* Your instructions *
Format every line of the records below as a JSON list of strings, one string per line, skipping blank lines. Leave the pictures out of your answer.

=== Input for this task ===

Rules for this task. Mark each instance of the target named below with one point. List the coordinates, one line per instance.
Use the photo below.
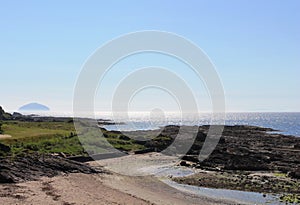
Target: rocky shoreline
(33, 167)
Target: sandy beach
(104, 188)
(4, 136)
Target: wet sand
(104, 188)
(4, 136)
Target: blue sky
(255, 46)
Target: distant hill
(4, 115)
(34, 107)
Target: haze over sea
(285, 122)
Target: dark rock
(183, 163)
(32, 167)
(295, 173)
(4, 148)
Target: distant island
(34, 107)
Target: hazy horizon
(254, 46)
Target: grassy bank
(59, 137)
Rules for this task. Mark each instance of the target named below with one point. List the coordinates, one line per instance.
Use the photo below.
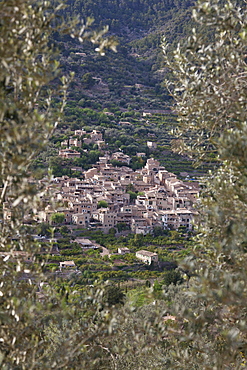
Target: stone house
(147, 257)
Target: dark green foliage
(113, 296)
(172, 277)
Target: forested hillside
(191, 318)
(136, 15)
(125, 83)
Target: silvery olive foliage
(29, 79)
(210, 89)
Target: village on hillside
(103, 198)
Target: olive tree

===

* Written solution *
[
  "Rules for this task. Mark each instance of the target named below with one point. List the coordinates, one line per instance.",
  "Use the photo below.",
  "Target: rocky shoreline",
  "(33, 167)",
  "Target: sandy beach",
  "(104, 188)",
  "(4, 136)",
  "Target: wet sand",
  "(104, 188)",
  "(4, 136)",
  "Target: blue sky",
  "(255, 46)",
  "Target: distant hill",
  "(4, 115)",
  "(34, 107)",
  "Target: haze over sea",
  "(285, 122)",
  "Target: dark rock",
  "(183, 163)",
  "(32, 167)",
  "(295, 173)",
  "(4, 148)",
  "Target: distant island",
  "(34, 107)",
  "Target: hazy horizon",
  "(254, 46)",
  "Target: grassy bank",
  "(59, 137)",
  "Rules for this task. Mark each instance of the target named below with one point. List the coordinates, one line per instance.",
  "Use the photo below.",
  "Target: stone house",
  "(147, 257)",
  "Target: dark green foliage",
  "(113, 296)",
  "(172, 277)",
  "Target: forested hillside",
  "(191, 318)",
  "(136, 15)",
  "(125, 83)",
  "Target: silvery olive foliage",
  "(29, 79)",
  "(210, 89)",
  "Target: village on hillside",
  "(103, 198)",
  "Target: olive tree"
]